Gather every line of the listing below that contains the string "spot", copying each one in full.

## Start SUPPLIED RECORDS

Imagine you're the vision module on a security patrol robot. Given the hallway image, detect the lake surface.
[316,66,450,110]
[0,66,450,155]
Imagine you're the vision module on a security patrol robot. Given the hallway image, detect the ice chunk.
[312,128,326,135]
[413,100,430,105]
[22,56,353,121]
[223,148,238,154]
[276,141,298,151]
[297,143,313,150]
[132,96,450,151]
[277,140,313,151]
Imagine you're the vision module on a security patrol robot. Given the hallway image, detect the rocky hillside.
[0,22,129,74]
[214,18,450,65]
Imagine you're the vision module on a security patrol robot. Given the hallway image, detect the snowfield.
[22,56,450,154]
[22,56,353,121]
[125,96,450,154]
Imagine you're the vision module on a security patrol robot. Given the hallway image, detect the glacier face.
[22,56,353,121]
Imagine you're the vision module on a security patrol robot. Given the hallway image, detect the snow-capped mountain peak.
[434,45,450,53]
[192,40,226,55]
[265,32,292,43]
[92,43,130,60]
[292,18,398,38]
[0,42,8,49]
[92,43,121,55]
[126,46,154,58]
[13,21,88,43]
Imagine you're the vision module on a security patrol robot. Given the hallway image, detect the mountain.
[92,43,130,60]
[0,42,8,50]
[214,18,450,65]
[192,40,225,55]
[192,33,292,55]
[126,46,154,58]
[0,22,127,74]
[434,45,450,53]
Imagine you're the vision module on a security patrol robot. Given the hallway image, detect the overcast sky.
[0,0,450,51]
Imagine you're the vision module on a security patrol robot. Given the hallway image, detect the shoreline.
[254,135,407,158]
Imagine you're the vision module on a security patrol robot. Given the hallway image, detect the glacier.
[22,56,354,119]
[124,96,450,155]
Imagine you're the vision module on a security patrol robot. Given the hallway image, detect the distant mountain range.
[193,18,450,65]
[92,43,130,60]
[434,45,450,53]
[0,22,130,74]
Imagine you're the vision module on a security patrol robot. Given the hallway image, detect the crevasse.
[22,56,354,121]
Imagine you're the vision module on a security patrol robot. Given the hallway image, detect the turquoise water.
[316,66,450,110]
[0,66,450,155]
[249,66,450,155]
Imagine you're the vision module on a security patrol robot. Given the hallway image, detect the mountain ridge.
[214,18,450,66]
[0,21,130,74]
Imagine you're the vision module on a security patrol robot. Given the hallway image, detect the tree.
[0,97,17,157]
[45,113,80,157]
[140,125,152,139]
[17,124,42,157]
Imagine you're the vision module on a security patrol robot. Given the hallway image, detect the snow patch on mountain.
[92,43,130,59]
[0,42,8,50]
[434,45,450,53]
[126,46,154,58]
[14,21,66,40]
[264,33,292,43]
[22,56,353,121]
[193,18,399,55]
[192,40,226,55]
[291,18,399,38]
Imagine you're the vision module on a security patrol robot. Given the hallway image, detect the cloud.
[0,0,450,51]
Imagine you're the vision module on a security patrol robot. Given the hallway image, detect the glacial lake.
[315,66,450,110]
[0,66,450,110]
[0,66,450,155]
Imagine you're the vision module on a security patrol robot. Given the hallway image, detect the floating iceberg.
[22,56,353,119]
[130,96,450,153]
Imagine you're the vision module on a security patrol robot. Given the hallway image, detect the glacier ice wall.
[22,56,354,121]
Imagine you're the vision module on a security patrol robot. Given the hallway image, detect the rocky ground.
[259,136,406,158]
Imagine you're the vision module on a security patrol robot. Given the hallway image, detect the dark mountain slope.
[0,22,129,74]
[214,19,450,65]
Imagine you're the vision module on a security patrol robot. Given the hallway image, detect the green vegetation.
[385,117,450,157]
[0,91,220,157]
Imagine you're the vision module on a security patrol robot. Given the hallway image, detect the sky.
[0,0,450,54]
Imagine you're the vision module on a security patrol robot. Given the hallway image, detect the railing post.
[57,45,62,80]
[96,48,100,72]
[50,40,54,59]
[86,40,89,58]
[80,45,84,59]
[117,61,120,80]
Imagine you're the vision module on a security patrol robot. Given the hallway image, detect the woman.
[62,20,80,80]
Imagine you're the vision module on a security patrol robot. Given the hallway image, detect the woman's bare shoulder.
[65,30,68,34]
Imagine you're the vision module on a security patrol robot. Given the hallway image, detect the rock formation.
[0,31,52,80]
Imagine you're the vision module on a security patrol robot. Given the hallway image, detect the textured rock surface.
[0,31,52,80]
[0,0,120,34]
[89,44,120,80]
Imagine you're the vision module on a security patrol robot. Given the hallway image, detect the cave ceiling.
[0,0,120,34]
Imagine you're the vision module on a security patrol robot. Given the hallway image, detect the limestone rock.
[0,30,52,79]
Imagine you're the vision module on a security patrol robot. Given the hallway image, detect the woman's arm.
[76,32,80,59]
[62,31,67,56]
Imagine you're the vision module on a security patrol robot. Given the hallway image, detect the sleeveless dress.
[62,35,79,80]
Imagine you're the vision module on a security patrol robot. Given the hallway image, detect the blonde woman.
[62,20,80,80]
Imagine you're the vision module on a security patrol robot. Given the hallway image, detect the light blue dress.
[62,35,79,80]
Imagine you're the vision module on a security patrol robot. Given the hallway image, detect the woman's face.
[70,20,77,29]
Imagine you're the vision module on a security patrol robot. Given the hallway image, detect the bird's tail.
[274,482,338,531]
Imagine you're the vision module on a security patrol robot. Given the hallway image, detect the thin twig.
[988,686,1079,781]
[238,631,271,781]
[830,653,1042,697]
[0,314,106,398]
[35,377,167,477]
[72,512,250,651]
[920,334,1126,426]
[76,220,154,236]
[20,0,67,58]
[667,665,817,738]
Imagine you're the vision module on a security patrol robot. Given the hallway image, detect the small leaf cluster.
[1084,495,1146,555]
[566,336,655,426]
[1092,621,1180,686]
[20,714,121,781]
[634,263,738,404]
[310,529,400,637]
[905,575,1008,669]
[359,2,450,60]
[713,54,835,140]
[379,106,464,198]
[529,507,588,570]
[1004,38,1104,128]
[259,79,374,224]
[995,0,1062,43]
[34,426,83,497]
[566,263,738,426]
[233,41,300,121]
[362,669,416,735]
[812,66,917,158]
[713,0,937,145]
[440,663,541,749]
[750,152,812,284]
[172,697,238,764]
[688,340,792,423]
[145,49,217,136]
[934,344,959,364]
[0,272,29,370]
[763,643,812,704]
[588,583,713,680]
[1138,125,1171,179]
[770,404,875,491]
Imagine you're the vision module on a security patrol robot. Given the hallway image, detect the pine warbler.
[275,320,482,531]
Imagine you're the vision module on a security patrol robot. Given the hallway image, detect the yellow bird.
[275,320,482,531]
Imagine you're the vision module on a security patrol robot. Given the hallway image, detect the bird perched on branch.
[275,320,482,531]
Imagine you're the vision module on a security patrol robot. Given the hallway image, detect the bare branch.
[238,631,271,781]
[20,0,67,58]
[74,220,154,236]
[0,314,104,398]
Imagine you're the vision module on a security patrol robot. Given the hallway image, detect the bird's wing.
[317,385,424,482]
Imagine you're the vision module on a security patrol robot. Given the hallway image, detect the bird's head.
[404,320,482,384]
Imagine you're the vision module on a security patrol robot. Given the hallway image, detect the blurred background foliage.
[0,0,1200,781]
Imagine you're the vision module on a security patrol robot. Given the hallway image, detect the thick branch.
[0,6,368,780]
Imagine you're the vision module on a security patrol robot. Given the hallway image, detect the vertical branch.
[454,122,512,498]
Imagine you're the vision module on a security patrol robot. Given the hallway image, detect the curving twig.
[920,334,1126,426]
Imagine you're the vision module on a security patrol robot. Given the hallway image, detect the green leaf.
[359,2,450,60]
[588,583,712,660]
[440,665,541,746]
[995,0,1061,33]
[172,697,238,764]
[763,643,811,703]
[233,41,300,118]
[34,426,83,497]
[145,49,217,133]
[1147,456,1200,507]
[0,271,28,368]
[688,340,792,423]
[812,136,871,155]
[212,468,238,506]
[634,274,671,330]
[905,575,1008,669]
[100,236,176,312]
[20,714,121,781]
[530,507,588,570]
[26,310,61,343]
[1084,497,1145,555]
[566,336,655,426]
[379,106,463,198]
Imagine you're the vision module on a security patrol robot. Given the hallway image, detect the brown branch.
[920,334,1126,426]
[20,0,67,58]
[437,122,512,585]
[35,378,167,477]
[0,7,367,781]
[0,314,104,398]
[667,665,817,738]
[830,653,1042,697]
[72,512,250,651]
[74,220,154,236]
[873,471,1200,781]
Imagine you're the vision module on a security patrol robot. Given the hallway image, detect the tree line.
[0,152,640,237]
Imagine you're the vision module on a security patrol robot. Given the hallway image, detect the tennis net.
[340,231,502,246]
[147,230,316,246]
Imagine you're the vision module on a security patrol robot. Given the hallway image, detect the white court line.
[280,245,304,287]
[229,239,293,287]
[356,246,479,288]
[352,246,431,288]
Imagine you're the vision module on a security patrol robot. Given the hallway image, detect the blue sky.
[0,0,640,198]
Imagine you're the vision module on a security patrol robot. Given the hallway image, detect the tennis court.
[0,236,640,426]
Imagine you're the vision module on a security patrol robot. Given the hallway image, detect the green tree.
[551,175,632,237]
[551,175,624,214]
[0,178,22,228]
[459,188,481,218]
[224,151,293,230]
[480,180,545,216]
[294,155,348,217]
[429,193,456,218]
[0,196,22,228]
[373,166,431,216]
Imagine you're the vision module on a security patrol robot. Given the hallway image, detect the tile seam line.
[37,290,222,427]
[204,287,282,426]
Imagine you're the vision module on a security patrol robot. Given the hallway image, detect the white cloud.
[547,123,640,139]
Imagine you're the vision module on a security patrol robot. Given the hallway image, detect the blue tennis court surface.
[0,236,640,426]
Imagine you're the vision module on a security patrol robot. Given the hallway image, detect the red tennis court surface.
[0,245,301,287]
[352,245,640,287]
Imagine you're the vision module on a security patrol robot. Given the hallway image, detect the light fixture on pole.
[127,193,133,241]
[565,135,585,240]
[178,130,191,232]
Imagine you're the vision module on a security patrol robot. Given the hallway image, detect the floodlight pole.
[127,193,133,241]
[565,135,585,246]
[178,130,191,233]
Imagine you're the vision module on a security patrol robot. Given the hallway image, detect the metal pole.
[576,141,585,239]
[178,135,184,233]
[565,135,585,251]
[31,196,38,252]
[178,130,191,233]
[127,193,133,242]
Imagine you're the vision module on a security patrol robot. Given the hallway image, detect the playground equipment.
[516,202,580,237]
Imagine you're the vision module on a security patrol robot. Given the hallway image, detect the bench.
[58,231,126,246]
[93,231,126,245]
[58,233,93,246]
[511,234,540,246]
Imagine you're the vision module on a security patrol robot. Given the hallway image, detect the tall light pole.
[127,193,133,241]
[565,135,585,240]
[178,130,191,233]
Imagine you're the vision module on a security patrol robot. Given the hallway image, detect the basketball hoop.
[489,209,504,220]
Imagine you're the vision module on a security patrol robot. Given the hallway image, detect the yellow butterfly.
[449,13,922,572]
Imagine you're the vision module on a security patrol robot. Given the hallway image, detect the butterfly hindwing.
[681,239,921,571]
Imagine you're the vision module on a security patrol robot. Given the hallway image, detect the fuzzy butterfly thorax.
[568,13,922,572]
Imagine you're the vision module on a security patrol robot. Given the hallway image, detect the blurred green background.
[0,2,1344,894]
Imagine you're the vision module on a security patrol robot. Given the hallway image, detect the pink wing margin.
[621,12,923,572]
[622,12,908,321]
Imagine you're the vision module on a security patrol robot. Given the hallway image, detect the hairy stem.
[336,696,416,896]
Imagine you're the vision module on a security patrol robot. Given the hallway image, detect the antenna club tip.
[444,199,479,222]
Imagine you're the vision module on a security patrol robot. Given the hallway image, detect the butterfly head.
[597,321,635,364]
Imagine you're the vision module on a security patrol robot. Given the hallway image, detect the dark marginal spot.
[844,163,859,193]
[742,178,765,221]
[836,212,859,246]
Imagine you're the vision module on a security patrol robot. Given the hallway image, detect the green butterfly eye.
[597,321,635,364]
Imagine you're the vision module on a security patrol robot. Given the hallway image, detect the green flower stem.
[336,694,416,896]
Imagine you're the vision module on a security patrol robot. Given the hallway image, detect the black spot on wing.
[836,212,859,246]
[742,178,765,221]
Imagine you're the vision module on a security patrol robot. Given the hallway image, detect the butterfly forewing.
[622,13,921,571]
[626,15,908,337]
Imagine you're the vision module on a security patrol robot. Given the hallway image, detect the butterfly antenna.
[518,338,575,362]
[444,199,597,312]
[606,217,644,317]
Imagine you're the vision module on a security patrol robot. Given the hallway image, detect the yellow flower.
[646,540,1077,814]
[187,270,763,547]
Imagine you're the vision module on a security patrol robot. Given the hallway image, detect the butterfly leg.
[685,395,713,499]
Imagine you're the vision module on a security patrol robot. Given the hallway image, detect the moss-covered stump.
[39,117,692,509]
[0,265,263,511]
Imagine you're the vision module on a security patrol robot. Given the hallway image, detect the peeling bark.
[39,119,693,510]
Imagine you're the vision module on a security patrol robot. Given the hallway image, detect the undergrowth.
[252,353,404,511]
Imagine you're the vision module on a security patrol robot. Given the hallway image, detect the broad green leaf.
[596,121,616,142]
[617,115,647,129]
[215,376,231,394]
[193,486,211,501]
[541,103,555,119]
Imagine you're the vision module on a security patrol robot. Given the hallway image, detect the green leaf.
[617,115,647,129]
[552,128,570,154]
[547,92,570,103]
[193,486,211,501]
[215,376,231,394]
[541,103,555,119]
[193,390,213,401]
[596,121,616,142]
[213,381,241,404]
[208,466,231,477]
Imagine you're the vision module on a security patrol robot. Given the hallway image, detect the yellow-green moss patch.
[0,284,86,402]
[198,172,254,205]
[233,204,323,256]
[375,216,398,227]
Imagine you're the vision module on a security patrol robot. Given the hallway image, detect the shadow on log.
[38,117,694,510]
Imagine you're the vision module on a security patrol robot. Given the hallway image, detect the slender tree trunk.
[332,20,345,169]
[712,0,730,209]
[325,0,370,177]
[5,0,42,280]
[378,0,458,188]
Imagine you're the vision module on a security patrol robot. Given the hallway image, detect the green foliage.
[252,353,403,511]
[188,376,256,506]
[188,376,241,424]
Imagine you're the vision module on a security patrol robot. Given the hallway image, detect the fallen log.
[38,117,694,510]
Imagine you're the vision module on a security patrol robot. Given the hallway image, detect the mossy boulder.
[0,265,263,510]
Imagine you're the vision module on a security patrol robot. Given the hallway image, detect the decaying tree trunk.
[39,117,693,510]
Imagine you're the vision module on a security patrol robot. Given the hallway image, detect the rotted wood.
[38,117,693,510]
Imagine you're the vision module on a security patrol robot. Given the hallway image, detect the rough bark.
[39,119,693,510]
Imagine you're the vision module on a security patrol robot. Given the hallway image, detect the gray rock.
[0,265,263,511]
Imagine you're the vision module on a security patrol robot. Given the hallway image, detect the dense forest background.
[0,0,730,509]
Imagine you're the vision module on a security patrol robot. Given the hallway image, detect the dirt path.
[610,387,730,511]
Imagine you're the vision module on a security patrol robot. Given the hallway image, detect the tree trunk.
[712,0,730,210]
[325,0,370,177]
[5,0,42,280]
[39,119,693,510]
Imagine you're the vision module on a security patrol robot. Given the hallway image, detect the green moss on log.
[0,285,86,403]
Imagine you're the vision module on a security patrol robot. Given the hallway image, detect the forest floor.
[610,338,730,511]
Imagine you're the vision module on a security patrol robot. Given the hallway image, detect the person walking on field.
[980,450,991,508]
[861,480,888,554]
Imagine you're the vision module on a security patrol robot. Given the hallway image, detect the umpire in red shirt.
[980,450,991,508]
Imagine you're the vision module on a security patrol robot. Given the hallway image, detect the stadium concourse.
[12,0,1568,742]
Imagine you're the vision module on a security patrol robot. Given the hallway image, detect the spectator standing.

## End SUPPLIED RECORDS

EXERCISE RESPONSE —
Imagine you're the vision module on a security patrol robot. Given the hallway image, detect the dark marginal spot.
Imagine you're the vision module on a security patrol robot. Given the hallway image, detect the black spot on wing.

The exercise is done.